# Exercise objective
Repeat word for word the lines of the entries below, from the line with "Find the woman's" to the line with "Return every instance of the woman's", including both of those lines.

####

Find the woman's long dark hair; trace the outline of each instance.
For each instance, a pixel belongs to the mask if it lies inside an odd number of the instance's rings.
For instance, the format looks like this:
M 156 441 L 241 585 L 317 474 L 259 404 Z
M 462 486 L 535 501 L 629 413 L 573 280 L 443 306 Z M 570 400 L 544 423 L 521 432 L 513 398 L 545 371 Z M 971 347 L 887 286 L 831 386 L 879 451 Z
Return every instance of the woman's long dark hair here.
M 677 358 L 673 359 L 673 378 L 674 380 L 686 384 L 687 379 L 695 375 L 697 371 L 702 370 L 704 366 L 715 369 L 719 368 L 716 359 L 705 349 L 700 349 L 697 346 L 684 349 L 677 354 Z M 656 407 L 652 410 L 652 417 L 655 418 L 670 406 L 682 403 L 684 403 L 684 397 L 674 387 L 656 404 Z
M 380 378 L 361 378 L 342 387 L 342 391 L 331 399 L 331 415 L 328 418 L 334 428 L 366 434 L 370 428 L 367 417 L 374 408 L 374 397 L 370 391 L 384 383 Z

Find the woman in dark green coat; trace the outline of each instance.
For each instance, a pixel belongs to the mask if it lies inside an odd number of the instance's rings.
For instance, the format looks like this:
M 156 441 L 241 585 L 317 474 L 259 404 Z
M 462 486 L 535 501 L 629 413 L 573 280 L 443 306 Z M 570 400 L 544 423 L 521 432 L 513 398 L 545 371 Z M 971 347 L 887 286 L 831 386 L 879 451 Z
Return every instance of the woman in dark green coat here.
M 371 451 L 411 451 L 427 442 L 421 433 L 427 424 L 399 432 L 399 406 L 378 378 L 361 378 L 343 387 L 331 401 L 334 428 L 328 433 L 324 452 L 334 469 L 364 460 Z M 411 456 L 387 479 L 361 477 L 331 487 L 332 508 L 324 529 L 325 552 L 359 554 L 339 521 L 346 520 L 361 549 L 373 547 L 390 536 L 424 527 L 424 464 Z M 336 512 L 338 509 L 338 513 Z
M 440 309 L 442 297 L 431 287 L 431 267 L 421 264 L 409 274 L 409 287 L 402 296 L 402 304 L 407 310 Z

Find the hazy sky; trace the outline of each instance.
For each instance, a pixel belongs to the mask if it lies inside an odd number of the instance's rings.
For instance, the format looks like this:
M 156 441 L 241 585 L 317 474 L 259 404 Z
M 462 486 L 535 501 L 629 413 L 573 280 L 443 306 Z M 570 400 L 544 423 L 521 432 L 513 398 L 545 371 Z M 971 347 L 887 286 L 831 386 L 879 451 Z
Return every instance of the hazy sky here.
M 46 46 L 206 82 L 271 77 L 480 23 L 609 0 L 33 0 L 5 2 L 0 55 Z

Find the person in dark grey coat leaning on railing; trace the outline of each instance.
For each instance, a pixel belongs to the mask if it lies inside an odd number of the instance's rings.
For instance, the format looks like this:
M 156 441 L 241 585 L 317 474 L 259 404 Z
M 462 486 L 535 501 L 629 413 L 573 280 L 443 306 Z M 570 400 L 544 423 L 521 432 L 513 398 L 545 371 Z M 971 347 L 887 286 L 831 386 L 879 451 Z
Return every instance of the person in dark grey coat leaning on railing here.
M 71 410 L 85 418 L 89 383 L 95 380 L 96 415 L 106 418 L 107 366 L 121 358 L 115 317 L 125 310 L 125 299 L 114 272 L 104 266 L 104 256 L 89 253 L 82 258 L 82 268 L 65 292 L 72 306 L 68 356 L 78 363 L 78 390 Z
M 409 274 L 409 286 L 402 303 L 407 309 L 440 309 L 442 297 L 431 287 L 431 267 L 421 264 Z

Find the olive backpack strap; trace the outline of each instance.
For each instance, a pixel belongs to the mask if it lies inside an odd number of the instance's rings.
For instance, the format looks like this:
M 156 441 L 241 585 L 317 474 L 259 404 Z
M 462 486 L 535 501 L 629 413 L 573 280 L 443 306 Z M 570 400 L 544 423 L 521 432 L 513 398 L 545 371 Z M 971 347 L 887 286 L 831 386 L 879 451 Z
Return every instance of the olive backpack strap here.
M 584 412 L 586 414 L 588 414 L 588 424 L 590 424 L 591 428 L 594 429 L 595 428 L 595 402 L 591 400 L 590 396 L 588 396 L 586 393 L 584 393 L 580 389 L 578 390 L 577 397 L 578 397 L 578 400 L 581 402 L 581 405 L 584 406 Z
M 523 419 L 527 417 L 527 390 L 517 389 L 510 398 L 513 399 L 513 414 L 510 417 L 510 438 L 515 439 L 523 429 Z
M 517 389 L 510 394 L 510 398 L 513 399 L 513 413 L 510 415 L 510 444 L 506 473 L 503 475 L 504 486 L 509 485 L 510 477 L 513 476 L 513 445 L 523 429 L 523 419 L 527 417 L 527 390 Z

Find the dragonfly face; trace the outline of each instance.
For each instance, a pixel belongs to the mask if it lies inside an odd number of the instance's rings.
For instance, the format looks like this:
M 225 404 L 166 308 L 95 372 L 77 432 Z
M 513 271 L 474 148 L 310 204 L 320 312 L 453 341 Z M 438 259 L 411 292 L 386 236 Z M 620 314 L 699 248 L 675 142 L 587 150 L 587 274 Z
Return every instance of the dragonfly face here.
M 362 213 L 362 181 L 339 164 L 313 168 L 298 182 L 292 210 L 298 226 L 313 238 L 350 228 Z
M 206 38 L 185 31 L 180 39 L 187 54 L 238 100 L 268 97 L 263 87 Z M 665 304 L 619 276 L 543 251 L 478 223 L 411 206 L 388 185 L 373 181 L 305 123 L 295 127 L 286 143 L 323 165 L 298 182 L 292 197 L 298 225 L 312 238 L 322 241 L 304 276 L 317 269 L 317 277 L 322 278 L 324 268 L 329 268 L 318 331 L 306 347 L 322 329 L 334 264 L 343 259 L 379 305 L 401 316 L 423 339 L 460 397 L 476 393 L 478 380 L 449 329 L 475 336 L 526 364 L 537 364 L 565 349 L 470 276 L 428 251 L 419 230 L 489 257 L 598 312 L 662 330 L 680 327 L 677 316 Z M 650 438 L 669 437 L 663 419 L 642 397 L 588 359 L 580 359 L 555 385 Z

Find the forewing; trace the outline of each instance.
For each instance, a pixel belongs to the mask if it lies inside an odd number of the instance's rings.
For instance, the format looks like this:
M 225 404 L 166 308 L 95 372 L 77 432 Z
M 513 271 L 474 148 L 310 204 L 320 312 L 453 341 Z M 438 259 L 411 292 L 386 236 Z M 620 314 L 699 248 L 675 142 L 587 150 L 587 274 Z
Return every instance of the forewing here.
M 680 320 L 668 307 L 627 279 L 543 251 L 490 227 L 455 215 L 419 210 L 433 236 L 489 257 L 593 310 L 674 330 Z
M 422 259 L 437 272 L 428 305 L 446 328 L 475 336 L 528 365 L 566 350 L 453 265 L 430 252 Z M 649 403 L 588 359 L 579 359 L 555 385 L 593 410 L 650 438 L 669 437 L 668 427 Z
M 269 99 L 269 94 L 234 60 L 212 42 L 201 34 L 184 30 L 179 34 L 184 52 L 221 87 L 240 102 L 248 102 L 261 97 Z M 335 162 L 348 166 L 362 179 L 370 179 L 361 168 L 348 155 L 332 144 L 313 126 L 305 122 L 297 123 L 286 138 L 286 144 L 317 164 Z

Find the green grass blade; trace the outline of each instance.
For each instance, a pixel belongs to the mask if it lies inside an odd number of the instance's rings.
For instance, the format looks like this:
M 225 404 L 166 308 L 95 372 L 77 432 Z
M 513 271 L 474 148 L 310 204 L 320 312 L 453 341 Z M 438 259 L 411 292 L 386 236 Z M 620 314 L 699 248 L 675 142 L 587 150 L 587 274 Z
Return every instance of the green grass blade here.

####

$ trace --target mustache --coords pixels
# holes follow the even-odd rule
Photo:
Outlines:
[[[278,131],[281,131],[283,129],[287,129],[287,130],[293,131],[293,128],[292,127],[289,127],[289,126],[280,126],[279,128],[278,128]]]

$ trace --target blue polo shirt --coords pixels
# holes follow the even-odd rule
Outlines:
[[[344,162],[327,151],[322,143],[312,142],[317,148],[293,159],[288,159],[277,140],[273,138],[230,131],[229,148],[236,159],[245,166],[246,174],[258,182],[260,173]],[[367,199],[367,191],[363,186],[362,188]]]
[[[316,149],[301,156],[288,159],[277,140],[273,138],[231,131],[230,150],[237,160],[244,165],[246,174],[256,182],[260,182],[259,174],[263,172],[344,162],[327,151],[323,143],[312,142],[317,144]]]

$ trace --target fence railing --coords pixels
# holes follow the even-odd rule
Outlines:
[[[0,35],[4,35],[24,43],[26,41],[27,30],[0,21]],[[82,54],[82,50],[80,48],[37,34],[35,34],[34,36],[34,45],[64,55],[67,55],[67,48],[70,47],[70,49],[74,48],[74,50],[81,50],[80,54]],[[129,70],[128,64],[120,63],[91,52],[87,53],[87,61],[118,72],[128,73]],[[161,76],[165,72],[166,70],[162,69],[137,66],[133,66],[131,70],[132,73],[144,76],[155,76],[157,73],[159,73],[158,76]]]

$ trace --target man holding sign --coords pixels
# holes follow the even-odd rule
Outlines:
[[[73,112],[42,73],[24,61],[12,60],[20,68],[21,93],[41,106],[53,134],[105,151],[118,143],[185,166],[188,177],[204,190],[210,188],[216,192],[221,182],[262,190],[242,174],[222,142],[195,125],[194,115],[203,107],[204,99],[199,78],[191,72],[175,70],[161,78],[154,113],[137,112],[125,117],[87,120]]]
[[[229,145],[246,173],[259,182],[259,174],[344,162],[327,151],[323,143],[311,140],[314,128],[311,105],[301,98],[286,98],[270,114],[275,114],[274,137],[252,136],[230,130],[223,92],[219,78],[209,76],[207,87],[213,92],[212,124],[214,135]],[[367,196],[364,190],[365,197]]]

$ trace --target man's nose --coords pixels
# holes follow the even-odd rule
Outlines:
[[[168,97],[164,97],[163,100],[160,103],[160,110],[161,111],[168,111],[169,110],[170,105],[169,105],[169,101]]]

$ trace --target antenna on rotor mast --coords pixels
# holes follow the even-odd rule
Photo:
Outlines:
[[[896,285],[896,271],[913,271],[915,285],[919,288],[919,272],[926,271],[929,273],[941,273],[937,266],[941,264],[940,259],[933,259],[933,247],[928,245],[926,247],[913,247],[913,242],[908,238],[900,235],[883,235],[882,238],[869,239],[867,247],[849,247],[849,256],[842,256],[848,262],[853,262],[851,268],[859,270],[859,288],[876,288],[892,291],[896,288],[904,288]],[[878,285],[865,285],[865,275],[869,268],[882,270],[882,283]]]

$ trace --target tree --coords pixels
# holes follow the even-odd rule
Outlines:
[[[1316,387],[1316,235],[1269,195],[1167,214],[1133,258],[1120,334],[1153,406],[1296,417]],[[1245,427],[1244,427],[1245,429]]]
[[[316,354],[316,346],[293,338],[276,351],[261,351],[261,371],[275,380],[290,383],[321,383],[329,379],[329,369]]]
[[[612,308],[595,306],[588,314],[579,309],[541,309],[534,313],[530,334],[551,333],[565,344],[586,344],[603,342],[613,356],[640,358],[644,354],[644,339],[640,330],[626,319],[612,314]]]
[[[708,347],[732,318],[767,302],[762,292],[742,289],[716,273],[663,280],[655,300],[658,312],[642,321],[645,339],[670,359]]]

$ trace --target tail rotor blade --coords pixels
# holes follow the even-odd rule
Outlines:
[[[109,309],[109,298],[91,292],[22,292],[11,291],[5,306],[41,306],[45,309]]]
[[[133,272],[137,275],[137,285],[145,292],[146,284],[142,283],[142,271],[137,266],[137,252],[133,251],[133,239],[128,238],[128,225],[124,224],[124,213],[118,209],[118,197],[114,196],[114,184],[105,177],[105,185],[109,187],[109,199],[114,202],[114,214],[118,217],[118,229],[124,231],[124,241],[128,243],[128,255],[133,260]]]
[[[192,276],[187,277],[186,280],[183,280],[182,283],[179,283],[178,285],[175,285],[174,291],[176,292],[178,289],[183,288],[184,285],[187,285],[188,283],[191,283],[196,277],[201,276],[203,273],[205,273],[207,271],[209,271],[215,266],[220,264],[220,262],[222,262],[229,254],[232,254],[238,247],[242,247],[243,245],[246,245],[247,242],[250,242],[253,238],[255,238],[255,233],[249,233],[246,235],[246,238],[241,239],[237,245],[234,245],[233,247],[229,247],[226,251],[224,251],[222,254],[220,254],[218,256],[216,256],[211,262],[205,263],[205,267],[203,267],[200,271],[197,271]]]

####

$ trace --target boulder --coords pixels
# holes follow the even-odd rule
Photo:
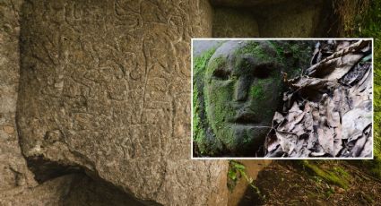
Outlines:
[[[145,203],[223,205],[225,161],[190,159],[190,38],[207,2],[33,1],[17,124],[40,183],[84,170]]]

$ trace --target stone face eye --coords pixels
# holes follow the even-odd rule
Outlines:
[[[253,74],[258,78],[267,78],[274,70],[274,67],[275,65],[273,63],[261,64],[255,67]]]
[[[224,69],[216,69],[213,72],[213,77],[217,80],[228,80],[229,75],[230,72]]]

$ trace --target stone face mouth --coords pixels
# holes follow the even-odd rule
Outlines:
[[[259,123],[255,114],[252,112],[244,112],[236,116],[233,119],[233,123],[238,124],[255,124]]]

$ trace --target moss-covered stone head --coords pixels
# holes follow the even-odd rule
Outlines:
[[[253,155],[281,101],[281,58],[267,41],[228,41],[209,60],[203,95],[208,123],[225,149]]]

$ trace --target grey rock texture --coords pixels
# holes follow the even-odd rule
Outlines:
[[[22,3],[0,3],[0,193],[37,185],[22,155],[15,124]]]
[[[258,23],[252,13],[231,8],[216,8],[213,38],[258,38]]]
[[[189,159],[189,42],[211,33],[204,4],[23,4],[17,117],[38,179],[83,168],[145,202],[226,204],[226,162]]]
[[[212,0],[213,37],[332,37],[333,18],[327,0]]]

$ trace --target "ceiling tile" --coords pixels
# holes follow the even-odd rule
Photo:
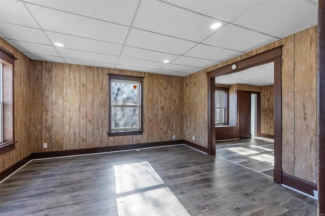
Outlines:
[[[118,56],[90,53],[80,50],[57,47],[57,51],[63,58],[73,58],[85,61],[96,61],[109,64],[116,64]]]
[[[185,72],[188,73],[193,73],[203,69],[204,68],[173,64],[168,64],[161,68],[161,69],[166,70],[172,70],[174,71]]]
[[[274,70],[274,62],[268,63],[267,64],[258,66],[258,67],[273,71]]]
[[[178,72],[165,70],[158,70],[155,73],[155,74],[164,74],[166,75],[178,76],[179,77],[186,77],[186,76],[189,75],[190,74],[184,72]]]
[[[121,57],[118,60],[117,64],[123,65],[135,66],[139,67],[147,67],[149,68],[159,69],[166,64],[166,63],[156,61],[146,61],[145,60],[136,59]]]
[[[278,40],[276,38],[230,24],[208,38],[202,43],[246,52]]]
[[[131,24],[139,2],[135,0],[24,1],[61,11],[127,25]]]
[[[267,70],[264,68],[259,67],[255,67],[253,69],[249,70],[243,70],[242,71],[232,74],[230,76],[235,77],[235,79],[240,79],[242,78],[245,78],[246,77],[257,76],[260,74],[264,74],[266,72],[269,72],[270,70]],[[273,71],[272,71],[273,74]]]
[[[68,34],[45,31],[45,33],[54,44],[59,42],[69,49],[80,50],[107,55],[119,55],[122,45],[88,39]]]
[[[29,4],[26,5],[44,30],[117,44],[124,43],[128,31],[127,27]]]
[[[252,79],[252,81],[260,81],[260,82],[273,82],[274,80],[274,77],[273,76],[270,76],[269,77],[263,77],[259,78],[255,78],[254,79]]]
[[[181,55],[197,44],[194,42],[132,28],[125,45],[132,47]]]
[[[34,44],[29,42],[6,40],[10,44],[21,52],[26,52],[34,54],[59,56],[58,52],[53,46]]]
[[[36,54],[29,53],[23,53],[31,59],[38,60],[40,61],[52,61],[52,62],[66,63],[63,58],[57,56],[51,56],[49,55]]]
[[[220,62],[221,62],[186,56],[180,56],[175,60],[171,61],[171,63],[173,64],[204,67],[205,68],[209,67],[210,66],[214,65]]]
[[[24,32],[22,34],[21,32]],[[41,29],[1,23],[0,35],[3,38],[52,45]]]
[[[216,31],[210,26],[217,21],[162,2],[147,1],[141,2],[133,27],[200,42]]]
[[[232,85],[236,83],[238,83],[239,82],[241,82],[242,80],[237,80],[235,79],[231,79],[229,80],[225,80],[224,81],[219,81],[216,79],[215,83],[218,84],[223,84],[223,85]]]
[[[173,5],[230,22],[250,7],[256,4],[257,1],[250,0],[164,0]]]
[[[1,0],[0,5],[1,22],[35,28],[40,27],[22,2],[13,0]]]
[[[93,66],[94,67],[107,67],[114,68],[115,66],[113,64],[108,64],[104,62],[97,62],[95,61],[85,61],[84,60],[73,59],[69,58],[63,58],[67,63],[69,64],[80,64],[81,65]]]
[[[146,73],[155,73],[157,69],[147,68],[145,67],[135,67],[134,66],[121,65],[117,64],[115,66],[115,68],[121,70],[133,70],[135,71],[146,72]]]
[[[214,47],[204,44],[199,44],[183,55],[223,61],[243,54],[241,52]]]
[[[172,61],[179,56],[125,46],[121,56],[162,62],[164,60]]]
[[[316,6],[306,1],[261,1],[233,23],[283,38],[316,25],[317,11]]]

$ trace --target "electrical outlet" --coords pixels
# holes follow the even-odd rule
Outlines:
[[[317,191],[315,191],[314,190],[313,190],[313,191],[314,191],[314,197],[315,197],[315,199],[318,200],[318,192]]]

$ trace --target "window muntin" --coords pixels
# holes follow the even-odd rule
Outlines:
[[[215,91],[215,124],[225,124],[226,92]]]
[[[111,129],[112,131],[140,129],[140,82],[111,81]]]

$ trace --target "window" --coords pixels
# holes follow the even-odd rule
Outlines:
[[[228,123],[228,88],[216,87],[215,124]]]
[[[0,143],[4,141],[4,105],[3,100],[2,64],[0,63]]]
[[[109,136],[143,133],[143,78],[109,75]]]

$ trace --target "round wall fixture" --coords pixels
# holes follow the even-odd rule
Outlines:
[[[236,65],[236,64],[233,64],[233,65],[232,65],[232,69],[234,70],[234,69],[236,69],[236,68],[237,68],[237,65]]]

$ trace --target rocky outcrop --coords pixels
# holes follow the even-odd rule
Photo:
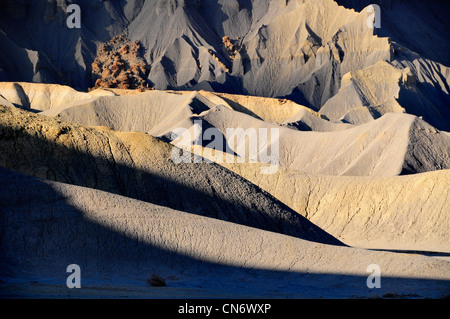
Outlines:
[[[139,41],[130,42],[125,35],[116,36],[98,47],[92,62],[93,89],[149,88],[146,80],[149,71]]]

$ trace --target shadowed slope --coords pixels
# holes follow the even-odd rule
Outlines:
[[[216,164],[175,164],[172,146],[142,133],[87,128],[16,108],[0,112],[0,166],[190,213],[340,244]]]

####

# Answer for the task
Find the woman's long dark hair; trace the outline of each instance.
For each instance, a pixel belongs to the mask if it lies inside an odd number of the instance's rings.
For instance, the format looks like this:
M 156 441 L 241 585 L 317 474 L 259 404 Z
M 462 486 L 535 501 L 629 413 L 573 280 L 443 306 Z M 570 400 L 544 423 L 521 432 L 513 398 L 545 371 Z M 971 347 L 887 286 L 831 386 L 879 451 Z
Return every instance of the woman's long dark hair here.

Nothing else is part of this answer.